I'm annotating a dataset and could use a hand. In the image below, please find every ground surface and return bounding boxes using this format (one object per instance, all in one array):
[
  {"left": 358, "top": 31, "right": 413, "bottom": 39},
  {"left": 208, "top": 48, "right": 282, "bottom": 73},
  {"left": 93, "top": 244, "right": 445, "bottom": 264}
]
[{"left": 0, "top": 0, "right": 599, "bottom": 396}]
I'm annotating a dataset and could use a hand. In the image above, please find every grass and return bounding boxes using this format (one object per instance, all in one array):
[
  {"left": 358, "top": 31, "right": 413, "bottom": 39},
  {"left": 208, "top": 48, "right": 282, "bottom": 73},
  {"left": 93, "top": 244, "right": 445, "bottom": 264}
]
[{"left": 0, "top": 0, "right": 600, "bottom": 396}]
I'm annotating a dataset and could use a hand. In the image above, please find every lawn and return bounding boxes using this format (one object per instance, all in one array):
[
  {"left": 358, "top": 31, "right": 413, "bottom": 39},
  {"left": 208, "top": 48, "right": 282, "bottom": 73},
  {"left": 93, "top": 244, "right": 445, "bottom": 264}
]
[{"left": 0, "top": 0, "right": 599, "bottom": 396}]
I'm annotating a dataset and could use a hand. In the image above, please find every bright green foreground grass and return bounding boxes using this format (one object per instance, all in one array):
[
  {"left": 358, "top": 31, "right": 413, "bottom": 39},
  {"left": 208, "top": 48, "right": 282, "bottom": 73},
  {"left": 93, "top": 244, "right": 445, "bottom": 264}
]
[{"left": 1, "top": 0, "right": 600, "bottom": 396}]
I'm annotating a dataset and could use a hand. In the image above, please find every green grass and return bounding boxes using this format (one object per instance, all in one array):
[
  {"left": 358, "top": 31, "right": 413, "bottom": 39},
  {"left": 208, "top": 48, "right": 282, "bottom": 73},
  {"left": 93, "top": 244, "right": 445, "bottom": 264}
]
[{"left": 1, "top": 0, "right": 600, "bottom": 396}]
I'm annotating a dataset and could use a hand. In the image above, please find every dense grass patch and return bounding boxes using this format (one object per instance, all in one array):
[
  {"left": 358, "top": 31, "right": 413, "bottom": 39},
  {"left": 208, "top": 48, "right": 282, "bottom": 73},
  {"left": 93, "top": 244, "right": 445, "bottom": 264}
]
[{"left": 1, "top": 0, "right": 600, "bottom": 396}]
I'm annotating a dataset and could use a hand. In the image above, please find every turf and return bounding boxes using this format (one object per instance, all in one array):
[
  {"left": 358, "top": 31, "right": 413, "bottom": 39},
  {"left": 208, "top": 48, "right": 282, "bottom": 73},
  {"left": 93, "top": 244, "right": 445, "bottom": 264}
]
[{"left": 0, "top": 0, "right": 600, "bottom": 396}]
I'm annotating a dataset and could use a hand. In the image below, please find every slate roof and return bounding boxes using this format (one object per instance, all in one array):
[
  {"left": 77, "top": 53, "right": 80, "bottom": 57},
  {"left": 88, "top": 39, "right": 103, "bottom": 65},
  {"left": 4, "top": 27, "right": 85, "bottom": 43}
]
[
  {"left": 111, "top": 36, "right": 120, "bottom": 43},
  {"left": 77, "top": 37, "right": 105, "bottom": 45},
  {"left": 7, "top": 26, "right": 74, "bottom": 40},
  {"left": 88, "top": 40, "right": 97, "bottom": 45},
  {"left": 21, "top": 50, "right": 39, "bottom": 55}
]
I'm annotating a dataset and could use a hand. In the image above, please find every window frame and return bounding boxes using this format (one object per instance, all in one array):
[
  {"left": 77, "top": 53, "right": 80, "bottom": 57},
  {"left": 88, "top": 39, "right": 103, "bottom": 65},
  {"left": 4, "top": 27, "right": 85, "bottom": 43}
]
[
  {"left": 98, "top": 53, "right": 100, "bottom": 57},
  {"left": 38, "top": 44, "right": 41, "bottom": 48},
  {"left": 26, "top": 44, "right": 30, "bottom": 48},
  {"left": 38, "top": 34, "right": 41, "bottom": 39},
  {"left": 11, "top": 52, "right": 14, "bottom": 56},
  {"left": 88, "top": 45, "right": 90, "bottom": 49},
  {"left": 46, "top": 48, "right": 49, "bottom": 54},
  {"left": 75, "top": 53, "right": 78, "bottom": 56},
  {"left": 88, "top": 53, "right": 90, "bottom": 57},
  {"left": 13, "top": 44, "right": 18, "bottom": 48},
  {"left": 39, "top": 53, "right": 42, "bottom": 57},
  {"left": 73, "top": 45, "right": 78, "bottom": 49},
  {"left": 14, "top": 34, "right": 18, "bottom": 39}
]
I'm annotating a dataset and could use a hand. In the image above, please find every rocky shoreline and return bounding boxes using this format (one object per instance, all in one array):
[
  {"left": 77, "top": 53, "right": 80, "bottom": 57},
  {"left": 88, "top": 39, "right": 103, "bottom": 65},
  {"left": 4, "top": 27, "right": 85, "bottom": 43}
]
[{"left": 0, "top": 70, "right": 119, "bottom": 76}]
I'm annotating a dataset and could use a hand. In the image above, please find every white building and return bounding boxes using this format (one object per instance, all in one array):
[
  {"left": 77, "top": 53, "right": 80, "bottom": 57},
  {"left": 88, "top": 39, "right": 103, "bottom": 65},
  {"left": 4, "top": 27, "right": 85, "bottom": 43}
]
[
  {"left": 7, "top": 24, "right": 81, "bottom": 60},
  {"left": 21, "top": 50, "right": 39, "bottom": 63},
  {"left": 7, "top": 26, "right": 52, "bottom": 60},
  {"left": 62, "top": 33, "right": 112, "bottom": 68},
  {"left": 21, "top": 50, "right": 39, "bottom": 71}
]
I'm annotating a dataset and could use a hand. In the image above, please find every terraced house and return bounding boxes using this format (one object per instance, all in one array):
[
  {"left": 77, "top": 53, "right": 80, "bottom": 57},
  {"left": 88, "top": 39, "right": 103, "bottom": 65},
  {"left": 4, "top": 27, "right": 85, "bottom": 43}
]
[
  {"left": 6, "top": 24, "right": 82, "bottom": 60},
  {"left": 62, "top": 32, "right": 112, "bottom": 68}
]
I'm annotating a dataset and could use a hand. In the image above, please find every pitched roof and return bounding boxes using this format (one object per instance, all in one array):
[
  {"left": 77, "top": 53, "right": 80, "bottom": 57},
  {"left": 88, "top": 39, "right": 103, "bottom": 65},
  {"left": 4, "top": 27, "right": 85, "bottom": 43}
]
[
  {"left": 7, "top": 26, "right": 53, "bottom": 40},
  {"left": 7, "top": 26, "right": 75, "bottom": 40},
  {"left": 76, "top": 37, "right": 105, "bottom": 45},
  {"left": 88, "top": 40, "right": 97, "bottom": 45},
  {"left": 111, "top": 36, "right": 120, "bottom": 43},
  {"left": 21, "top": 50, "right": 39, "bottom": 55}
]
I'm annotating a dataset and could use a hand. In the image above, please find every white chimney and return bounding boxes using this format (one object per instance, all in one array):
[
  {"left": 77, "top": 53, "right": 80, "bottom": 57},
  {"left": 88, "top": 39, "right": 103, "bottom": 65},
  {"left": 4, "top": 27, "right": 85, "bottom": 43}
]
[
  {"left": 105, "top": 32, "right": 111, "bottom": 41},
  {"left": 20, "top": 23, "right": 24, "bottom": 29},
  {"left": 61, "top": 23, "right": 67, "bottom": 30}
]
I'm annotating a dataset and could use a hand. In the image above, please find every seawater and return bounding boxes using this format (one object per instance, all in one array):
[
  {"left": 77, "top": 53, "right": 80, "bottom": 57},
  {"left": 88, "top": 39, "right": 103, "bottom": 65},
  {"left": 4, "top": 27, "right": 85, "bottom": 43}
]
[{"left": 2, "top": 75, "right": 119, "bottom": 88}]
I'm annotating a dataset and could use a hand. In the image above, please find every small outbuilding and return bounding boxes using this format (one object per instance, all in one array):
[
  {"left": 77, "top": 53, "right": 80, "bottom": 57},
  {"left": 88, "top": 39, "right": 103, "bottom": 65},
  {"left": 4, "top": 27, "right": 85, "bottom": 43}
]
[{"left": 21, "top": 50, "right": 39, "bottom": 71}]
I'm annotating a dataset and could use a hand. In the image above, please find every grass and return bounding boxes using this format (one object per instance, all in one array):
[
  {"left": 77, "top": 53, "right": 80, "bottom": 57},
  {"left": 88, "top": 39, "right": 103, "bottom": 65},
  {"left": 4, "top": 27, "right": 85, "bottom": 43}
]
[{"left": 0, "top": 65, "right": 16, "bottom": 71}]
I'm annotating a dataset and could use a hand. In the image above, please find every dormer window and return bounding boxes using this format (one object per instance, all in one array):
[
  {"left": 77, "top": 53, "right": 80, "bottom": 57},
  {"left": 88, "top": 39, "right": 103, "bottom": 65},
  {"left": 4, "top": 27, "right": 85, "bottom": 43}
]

§

Return a copy of each line of the material that holds the word "white".

I'm annotating a dataset and could use a hand. In the image above, please find every white building and return bounding boxes using this format (one object per instance, all in one array):
I'm annotating a dataset and could use a hand. In the image above, please find every white chimney and return bounding boxes using this format (one object per instance, all in one array):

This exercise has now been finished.